Questions on the material:
- A) Please set down the part of the troubleshooting notes below, from "error: token not" up to and including "is broken somewhere.", word for word.
- B) In the troubleshooting notes below, which port should firewall rules be checked for when the NTP server is unreachable?
- C) Continue the troubleshooting notes below, starting after their last sentence.

*** Text passage ***

JWT exp / iat validation is strict. Clocks more than 60 seconds apart fail.
error: token not yet valid (iat is in the future)
Diagnosis
# on peer
date -u
# on mothership
date -u
Difference greater than a minute? NTP is broken somewhere.
Fix
# Linux
sudo timedatectl set-ntp true
sudo systemctl restart systemd-timesyncd
# macOS
sudo sntp -sS time.apple.com
Wait a minute, try again. If the problem persists, your NTP server is unreachable — check firewall rules for UDP 123.
Symptom: peers see each other as offline despite being online
Control connection is up but peer-to-peer isn't discovering.
Diagnosis
On a peer:
aura mothership peers --detail
peer_id subject status last_seen direct_connects
peer_0a1b2c3d alice@acme online 3s 3/3
peer_1b2c3d4e bob@acme online 8s 0/3
0/3 direct connections to Bob means every attempt to reach Bob directly failed. Three direct connect attempts = three network hints. All failing usually means Bob's announced addresses aren't reachable.

*** End of Text passage ***
*** Study material ***

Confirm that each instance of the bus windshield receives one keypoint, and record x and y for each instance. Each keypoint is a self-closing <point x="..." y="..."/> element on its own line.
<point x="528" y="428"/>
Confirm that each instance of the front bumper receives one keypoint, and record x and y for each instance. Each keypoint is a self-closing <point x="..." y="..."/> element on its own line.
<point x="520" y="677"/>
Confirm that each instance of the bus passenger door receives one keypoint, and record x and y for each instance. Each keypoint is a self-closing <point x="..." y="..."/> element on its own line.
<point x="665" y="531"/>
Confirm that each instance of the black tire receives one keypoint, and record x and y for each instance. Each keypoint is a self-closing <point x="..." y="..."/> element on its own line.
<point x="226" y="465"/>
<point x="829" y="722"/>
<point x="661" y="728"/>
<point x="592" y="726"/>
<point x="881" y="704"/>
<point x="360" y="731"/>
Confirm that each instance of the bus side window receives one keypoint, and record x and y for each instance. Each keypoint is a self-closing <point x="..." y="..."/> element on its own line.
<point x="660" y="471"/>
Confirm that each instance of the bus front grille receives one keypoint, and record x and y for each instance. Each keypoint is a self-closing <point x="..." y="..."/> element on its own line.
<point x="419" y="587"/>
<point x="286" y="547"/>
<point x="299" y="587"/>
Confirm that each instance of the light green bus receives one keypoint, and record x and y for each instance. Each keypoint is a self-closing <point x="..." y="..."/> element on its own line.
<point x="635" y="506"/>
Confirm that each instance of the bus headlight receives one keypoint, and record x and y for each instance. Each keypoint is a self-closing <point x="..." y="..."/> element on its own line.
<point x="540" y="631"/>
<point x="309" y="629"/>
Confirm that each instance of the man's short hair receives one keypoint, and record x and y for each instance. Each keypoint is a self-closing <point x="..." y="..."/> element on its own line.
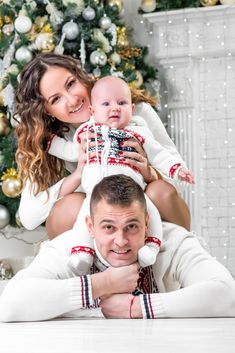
<point x="117" y="189"/>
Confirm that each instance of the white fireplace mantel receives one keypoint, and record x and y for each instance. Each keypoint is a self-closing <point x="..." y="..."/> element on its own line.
<point x="194" y="51"/>
<point x="191" y="32"/>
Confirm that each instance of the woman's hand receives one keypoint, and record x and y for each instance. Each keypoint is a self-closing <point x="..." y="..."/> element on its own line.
<point x="139" y="160"/>
<point x="121" y="306"/>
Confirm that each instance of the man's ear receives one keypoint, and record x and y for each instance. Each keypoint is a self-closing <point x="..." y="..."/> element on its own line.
<point x="89" y="225"/>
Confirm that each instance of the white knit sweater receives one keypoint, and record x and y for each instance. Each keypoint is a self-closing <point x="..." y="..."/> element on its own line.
<point x="191" y="283"/>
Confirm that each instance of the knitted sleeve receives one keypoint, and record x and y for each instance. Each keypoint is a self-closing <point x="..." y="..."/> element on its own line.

*** End of Study material ***

Exercise results:
- A)
error: token not yet valid (iat is in the future)
Diagnosis
# on peer
date -u
# on mothership
date -u
Difference greater than a minute? NTP is broken somewhere.

- B) UDP 123.

- C)
Fix
This is almost always a NAT or VPN issue. Two paths forward:
- Put everyone on a mesh VPN like Tailscale. Announced addresses become reachable. See p2p architecture.
- Live with relay. Direct connections are an optimization. Mothership will fall back to relaying through itself; nothing breaks, it just uses more Mothership bandwidth.
If you use Tailscale but direct is still failing, check that the Tailscale IP is being announced:
aura mothership peer-config --show-announced
You should see a 100.x.x.x address. If not, restart aura sync after Tailscale is up.
Symptom: WAL growing without bound
The WAL keeps getting bigger even when online.
Diagnosis
aura wal status
WAL:
unacked events: 15234
Thousands of unacked events while online means events are being written faster than the Mothership is accepting them, or the Mothership is silently failing to ack.
On the Mothership:
aura mothership status
Check sync backlog. A growing backlog means the Mothership is overloaded. See scaling.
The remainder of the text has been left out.